- WHAT THE TASK ASKS -
Reproduce the data below line for line, leaving every character unchanged.

(Point-based annotation data)
◇ ◇ ◇ ◇

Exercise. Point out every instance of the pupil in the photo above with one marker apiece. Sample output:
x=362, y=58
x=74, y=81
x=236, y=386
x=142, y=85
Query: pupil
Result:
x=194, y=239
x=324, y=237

◇ ◇ ◇ ◇

- TASK OUTPUT -
Exercise. Point out every instance of the pupil in the photo above with one marker apiece. Sample output:
x=362, y=58
x=74, y=81
x=236, y=386
x=142, y=85
Query: pupil
Result:
x=194, y=239
x=324, y=237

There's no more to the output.